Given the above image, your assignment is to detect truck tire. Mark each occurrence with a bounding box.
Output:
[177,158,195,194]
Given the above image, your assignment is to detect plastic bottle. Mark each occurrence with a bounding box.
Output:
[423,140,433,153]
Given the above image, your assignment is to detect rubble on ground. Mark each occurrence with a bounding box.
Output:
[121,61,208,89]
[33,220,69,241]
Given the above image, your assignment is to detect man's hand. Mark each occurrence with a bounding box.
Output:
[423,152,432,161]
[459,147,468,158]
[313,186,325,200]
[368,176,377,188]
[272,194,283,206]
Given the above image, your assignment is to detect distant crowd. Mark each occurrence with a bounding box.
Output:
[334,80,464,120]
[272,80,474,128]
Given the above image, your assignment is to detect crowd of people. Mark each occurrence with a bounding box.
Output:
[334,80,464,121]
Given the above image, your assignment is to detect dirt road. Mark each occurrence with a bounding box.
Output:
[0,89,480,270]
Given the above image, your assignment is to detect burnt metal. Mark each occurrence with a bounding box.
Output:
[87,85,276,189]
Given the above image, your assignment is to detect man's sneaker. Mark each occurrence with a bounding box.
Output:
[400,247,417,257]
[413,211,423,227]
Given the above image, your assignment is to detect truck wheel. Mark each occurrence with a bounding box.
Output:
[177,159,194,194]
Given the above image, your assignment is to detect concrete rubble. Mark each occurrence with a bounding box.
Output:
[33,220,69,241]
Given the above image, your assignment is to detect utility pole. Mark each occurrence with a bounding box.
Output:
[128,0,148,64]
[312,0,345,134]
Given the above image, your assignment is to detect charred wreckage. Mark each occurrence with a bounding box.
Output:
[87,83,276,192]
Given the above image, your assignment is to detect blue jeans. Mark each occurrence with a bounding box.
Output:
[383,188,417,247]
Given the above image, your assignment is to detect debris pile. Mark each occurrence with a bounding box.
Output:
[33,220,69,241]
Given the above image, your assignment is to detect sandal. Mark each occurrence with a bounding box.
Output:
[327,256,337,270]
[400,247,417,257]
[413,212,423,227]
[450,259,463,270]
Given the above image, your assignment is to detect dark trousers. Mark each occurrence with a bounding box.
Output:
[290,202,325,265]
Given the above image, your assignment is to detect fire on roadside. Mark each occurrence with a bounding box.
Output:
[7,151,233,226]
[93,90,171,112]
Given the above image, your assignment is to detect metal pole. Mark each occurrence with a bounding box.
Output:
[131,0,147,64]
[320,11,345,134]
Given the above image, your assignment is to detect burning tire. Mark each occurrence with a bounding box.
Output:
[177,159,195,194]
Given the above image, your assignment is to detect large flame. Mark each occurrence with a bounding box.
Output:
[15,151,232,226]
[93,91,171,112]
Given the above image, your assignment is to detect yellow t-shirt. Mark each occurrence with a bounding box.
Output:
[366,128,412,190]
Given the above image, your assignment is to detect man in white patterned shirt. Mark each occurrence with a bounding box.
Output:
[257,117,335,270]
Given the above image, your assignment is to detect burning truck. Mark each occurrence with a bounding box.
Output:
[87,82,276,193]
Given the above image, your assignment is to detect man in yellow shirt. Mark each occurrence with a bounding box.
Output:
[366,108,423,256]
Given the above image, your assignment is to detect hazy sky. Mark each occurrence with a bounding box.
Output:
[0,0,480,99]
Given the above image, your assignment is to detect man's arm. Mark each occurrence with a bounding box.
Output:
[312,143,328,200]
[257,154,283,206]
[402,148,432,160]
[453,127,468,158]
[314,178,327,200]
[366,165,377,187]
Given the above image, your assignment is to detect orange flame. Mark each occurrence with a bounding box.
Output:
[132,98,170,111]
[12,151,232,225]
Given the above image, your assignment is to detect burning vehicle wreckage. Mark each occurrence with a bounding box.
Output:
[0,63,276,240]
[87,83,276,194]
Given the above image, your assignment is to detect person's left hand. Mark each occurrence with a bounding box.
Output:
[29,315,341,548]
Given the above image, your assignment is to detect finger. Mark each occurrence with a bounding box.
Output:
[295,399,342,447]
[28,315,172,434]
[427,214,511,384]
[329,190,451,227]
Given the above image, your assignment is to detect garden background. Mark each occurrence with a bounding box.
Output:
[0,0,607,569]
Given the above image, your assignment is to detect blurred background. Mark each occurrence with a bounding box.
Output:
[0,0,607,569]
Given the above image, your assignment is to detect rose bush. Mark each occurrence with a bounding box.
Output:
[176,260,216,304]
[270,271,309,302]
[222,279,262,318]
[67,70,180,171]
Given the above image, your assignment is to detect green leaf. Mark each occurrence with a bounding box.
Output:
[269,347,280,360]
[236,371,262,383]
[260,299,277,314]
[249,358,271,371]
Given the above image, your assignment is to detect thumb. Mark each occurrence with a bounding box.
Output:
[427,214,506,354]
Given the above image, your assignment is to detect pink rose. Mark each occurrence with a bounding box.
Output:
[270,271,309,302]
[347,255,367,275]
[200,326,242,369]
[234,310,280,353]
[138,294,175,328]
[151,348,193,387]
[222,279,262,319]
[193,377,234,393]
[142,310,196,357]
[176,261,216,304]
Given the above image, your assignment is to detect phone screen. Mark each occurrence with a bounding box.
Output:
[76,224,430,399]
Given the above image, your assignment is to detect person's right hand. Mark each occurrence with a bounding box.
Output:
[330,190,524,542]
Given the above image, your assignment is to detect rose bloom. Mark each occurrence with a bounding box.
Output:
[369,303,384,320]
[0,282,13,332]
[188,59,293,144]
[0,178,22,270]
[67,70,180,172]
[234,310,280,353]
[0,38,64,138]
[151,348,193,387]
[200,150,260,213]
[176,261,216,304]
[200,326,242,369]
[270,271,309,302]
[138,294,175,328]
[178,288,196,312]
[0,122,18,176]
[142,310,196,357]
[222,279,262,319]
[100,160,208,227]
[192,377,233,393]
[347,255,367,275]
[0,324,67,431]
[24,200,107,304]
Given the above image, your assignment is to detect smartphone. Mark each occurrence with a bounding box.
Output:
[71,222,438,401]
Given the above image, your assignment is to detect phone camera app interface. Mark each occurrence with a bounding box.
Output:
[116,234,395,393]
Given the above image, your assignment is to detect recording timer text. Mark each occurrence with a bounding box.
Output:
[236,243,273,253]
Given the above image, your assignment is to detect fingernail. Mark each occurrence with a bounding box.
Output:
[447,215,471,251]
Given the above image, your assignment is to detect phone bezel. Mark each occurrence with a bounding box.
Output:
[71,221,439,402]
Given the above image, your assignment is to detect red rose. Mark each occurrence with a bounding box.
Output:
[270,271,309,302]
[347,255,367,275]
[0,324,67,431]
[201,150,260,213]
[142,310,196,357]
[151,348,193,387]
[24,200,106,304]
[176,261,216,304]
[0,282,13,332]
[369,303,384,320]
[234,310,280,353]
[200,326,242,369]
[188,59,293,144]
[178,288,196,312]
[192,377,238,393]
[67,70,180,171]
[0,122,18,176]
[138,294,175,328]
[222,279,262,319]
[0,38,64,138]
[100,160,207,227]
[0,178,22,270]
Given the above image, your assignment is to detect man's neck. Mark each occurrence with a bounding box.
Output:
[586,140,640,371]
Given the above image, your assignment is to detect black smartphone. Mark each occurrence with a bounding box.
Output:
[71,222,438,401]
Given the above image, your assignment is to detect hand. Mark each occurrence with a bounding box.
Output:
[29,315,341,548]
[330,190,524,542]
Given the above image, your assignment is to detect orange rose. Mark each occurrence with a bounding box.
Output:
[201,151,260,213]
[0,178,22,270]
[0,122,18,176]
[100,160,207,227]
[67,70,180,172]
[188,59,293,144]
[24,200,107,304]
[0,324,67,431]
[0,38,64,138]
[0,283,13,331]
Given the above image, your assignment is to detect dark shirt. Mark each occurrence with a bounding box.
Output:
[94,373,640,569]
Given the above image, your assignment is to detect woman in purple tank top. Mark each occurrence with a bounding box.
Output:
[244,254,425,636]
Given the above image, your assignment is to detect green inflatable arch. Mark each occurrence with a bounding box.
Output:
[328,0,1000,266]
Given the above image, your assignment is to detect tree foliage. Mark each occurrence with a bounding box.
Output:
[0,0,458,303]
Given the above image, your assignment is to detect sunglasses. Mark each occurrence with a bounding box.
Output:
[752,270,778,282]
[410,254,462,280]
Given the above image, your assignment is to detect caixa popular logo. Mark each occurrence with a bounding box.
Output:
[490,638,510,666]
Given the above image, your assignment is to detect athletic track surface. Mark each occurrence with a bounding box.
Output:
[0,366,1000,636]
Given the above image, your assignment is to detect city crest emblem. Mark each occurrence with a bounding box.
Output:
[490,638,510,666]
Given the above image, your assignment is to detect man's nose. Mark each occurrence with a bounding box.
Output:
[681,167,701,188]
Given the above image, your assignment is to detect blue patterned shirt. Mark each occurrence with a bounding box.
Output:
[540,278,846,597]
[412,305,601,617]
____
Opdracht en eisen -
Citeer letterlijk het deel dat begint met de regel waarin "Given the above image, your assignment is to detect plastic" staat en doorloopt tot en met de regel waarin "[272,80,474,128]" staat.

Juiste uitvoer -
Given the above image, your assignment is to detect plastic bottle. Mark each occurrence with a bounding box.
Output:
[423,140,433,153]
Given the above image, your assignment is to detect rubble on ground. Mark each occurrence with a bounding box.
Output:
[121,61,208,89]
[33,220,69,241]
Given the above image, your assignment is to detect man's hand. Mark each occurrence with a bounding box.
Output:
[423,152,432,161]
[459,147,468,158]
[313,186,325,200]
[368,176,377,188]
[272,194,283,206]
Given the above image, your assignment is to detect distant crowd. Mark each occurrence with a bounding box.
Output:
[334,80,464,120]
[272,80,474,128]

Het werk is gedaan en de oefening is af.